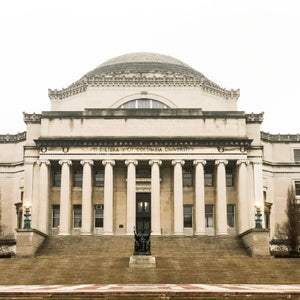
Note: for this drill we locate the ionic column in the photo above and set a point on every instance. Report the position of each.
(178, 197)
(108, 197)
(131, 195)
(65, 198)
(221, 203)
(242, 209)
(258, 190)
(44, 203)
(199, 197)
(155, 197)
(86, 228)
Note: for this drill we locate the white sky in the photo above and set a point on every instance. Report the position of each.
(251, 45)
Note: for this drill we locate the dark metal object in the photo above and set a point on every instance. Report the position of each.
(142, 243)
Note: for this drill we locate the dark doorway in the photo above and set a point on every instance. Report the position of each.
(143, 212)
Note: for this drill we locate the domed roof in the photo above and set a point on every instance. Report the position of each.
(145, 63)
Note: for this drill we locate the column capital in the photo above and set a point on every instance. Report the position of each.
(43, 161)
(178, 161)
(87, 161)
(221, 161)
(108, 161)
(131, 161)
(242, 161)
(199, 161)
(65, 161)
(155, 161)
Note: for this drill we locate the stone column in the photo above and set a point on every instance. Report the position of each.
(155, 197)
(131, 195)
(258, 190)
(65, 198)
(44, 203)
(108, 197)
(87, 210)
(242, 209)
(178, 197)
(221, 203)
(199, 197)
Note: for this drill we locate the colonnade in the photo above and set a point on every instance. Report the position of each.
(178, 226)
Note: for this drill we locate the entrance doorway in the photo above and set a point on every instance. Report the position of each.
(143, 212)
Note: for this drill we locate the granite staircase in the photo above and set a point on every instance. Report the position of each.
(105, 259)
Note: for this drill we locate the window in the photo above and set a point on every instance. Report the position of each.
(144, 103)
(231, 215)
(209, 215)
(229, 179)
(297, 155)
(77, 178)
(187, 177)
(77, 214)
(208, 179)
(297, 188)
(56, 178)
(99, 215)
(188, 216)
(55, 215)
(99, 178)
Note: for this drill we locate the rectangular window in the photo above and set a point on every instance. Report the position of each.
(231, 215)
(208, 179)
(229, 179)
(188, 216)
(99, 178)
(56, 178)
(99, 215)
(55, 215)
(209, 215)
(77, 178)
(187, 177)
(297, 155)
(77, 215)
(297, 188)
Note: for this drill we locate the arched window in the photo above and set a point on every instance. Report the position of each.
(144, 103)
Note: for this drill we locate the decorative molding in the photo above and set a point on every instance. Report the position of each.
(65, 161)
(108, 161)
(155, 161)
(87, 161)
(199, 161)
(32, 118)
(280, 138)
(178, 161)
(221, 161)
(254, 118)
(142, 81)
(12, 138)
(131, 161)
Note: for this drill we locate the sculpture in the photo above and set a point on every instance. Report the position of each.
(142, 243)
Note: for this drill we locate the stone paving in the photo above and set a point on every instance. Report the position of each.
(151, 291)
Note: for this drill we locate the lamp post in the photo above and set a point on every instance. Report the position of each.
(27, 216)
(258, 221)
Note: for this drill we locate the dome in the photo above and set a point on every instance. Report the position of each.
(145, 63)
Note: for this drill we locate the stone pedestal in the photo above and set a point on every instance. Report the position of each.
(256, 241)
(142, 262)
(28, 241)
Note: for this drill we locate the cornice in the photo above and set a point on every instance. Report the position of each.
(32, 118)
(254, 118)
(280, 138)
(221, 143)
(12, 138)
(142, 81)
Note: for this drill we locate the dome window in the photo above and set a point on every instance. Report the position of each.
(144, 103)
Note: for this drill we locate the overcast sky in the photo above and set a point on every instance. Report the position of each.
(251, 45)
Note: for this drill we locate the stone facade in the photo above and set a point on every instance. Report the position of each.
(144, 141)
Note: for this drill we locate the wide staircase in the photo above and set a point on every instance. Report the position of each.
(105, 259)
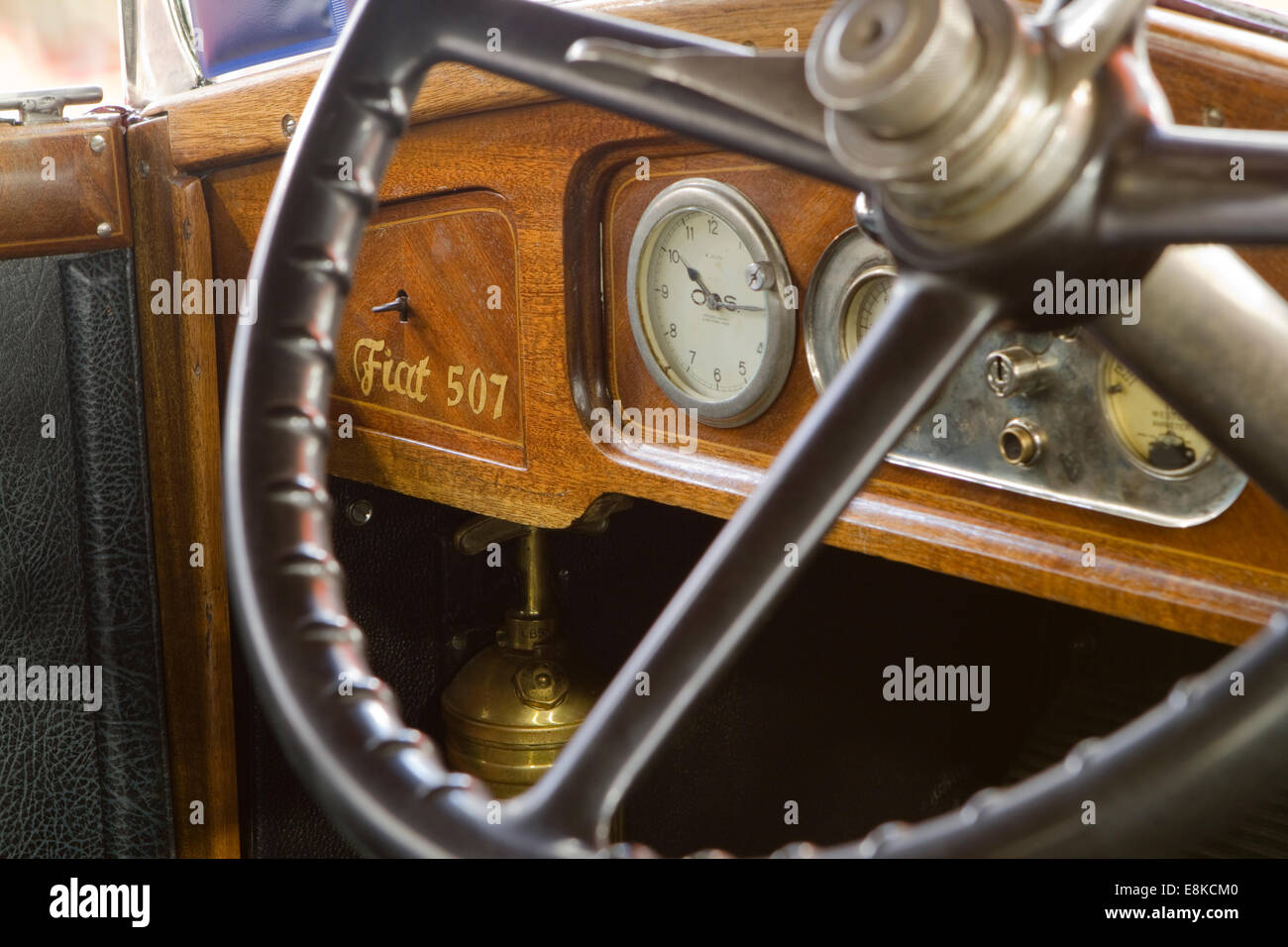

----

* [EXERCISE TASK]:
Convert every line of the data above into a numbered list, omitting blank lines and leaving out the pictures.

* [SOLUTION FOR THIS EXERCISE]:
1. Note: for this drill we locate the ionic column in the photo above and set a point on every instance. Report the position of each.
2. (178, 197)
3. (108, 197)
4. (131, 195)
5. (65, 198)
6. (221, 203)
7. (242, 209)
8. (258, 190)
9. (44, 203)
10. (199, 197)
11. (155, 197)
12. (86, 228)
13. Note: for this drill we locate the white sky in the photo above and set a point on every instance. Report the position of each.
14. (251, 45)
15. Note: for this drill we locate the dark metal object in the photo above and set a point on every instance. Report the position of each.
16. (142, 243)
17. Note: for this drill we locate the dark doorway in the photo above and set a point on every instance. Report the position of each.
18. (143, 212)
19. Note: for this drill we locate the domed roof in the photo above and set a point on every instance. Report the position of each.
20. (145, 63)
21. Note: for this drill we locate the column capital in the photo above and set a point on every instance. Report the position of each.
22. (43, 161)
23. (178, 161)
24. (87, 161)
25. (221, 161)
26. (108, 161)
27. (131, 161)
28. (242, 161)
29. (199, 161)
30. (65, 161)
31. (155, 161)
32. Note: for this drill we locate the stone column in the photo above and set a point on every instance. Report the position of each.
33. (155, 197)
34. (131, 195)
35. (258, 190)
36. (65, 198)
37. (44, 203)
38. (108, 197)
39. (87, 210)
40. (242, 209)
41. (178, 197)
42. (221, 203)
43. (199, 197)
44. Note: for this drill we locate the colonnade in the photo above and set a point on every instance. Report the position of each.
45. (178, 226)
46. Note: for this drill we locate the entrance doorway in the photo above and set a point on every instance. Report the position of each.
47. (143, 212)
48. Note: for this drill we locate the granite staircase in the photo above and set a point on every instance. Report the position of each.
49. (105, 259)
50. Note: for this drill we locate the window in the photo above and set a point on every instance. Report the position of each.
51. (144, 103)
52. (231, 215)
53. (209, 215)
54. (229, 179)
55. (297, 155)
56. (77, 178)
57. (187, 177)
58. (77, 214)
59. (208, 179)
60. (297, 188)
61. (56, 178)
62. (99, 215)
63. (188, 216)
64. (55, 215)
65. (99, 178)
66. Note: for this drill we locate the rectangular window in the photo above and set a point on every instance. Report the position of each.
67. (231, 215)
68. (208, 179)
69. (229, 179)
70. (188, 216)
71. (99, 178)
72. (56, 178)
73. (99, 215)
74. (55, 215)
75. (209, 215)
76. (77, 178)
77. (187, 177)
78. (297, 155)
79. (77, 215)
80. (297, 188)
81. Note: for this drill we locate the arched window in the photo above and set a point on every instance. Report the position of each.
82. (144, 103)
83. Note: for this drill we locate the decorative molding in the photo above and set a point on every instance. Report the position of each.
84. (65, 161)
85. (108, 161)
86. (155, 161)
87. (87, 161)
88. (199, 161)
89. (32, 118)
90. (280, 138)
91. (178, 161)
92. (221, 161)
93. (254, 118)
94. (142, 81)
95. (12, 138)
96. (131, 161)
97. Note: for this drill we locate the sculpture in the photo above and set a point on every instance. Report the position of each.
98. (142, 243)
99. Note: for this drill we locate the stone paving in the photo above and set a point on every instance. Report the position of each.
100. (151, 291)
101. Note: for this drill we locate the lamp post in the photo above and set a point on every instance. Report the position of each.
102. (27, 216)
103. (258, 221)
104. Note: for this drill we locate the dome in the photo above and set a point on every instance. Report the position of each.
105. (145, 63)
106. Note: for this drill we locate the stone pedestal in the photo above and set a point on every instance. Report the position of each.
107. (256, 241)
108. (142, 262)
109. (28, 241)
110. Note: for this drill we locate the cornice in the photo above and set a point on every instance. Report the position of each.
111. (32, 118)
112. (254, 118)
113. (280, 138)
114. (221, 143)
115. (12, 138)
116. (142, 81)
117. Note: for this drill we locate the dome window in the photo above and set a point on every instance. Report the position of each.
118. (144, 103)
119. Note: for this drill we locate the overcast sky in the photo above and set a point on every instance. Report the position of each.
120. (251, 45)
121. Note: for this drill we locate the stone facade in the photo above and set a point on every instance. Report the position of each.
122. (144, 141)
123. Note: for this drill we locate the wide staircase in the photo above and set a point on every instance. Report the position of each.
124. (105, 259)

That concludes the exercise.